(Saved entries)
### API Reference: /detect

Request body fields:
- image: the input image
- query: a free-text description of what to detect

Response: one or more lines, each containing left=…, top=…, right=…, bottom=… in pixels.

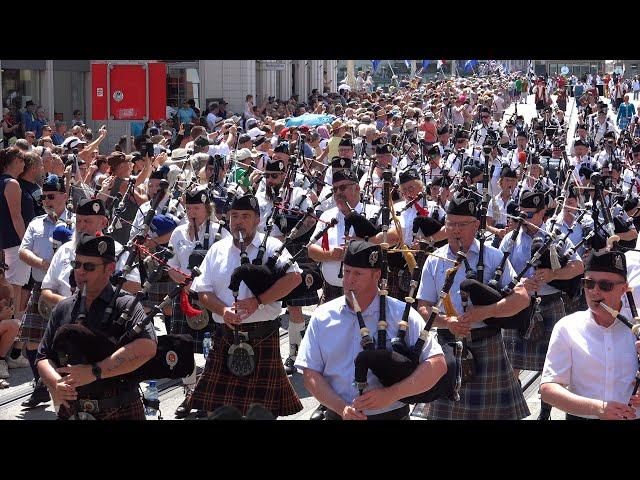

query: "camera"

left=145, top=141, right=154, bottom=157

**Exercise goal**
With the images removed, give back every entry exactly as shown.

**Result**
### API Reference: /detect

Request body fields:
- image: the input image
- query: a free-text description of what to detect

Response: one or more lines, each containing left=…, top=…, right=…, bottom=… in pixels.


query: "camera"

left=145, top=141, right=154, bottom=157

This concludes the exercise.